(COSE DA FARE)
(A) Secondo la recensione di «Per chi suona la banana», perché la cronaca politica del libro tiene insieme gli ultimi dodici mesi dell'Unione e i primi sei del Berlusconi III? Rispondi in una-tre frasi.
(B) Continua la recensione di «Per chi suona la banana» partendo dopo l'ultima frase riportata.

(BRANO ESTRATTO)
====

Travaglio Marco

Per chi suona la banana

Pubblicato il: 19 Marzo 2009

A volte basta la lettura di poche righe per non farci pentire dell’acquisto di un libro: “Spazia con la stessa incompetenza su tutti gli argomenti dello scibile umano” (pag. 101).
Quale lettore del Corriere della Sera mi sono sempre chiesto perché mai al prof. Angel Whitebread, autore di editoriali fotocopia, pieni di impegnativi quanto evanescenti concetti come liberalismo, riformismo, per lo più fossero risparmiate le repliche di tutti coloro i quali, ancora non del tutto svincolati dalla realtà, dovevano aver pur chiaro quanti racconti surreali venivano scritti e spacciati per analisi competenti.
Meno male allora che qualcuno si è accorto delle caratteristiche fantasy di questi editoriali, altrimenti ci saremmo sentiti veramente troppo soli.
Un certo senso conforto si prova anche con lettura degli altri articoli facenti parte di “Per chi suona la banana”, tratti dalle rubriche dell’Unità, chiamate “Uliwood Party” quando “sgovernava” l’Unione suicida e poi “Ora d’aria” da quando “risgoverna” S.B.(tessera n.1816) .
Il Cavalier Bellachioma, Al Tappone, Cainano, l’on. TremeBondi, Crudelia Salmon, Piercasinando, Polito Margherito, Uòlter, come in una galleria degli orrori, sono i protagonisti di un’impietosa cronaca politica scandita dal marzo 2007 al settembre 2008, a cavallo “tra i dodici mesi finali dell’Unione Brancaleone” e i primi sei del Berlusconi III (“I primi spiegano i secondi. I secondi non sarebbero stati possibili senza i primi”).

====

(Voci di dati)
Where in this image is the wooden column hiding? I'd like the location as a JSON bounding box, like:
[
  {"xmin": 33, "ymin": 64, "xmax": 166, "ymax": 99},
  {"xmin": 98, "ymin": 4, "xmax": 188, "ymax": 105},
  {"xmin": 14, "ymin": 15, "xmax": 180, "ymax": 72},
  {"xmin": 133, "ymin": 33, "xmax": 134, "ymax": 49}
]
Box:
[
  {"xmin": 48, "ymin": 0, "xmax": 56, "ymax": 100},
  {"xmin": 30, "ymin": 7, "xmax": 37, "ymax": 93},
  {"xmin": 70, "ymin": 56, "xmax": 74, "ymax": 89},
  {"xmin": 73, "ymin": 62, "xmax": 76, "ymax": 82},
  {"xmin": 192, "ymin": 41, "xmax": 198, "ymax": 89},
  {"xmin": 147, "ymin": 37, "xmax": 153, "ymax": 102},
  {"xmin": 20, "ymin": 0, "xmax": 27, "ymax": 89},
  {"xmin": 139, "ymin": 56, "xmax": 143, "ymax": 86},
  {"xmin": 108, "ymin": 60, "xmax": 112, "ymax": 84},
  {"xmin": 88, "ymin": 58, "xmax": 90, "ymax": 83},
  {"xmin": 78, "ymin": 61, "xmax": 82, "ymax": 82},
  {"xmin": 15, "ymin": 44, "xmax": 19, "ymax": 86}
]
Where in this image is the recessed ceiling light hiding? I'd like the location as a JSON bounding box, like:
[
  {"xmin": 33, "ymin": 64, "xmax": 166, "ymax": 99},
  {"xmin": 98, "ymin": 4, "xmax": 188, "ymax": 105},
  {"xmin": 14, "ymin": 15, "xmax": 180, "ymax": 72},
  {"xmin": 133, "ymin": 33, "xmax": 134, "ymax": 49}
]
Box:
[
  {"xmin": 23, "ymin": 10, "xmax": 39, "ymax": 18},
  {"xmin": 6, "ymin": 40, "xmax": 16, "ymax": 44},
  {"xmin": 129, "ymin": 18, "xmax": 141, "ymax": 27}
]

====

(LE RISPOSTE)
(A) I primi dodici mesi spiegano i sei successivi. Questi ultimi non sarebbero stati possibili senza quelli che li hanno preceduti.

(B)
Ovvero l’onorevole Betulla, l’avvocato Taormina, Pio Pompa (“T’amo Pijo Pompa”) e il suo patrono Padre Pijo, il Ciarra, il lodo Mangano, Fiorani …
Ed anche qui meno male che la penna di Travaglio, con le sue rappresentazioni immaginifiche e grottesche, riesce a strapparti delle grasse risate; altrimenti sarebbero dolori: il fatto di amplificare la vena comica che caratterizza le imprese dei nostri barzellettieri di governo almeno non ci fa incupire oltre misura.

Non sarebbe neppure corretto raccontarvi questi articoli soltanto come dei brillanti pezzi di cabaret.
Per fortuna c’è di più e questo di più si chiamano informazioni, fatti che rendono Travaglio un cronista del malcostume piuttosto che un editorialista e teorico dei massimi sistemi.
Un cronista così, che apparirà pure compiaciuto nell’infierire sui tapponi, rappresenta una rarità nell’attuale panorama di informazione reticente e spesso inesistente (oggi l’utopia – lo sappiamo – è un Porta a Porta dedicato a David Mills).
Se poi il Travaglio analista risulterà meno convincente del Travaglio cronista, certo questo non potrà sminuire il valore e l’importanza di questi aggressivi e divertenti articoli di denuncia.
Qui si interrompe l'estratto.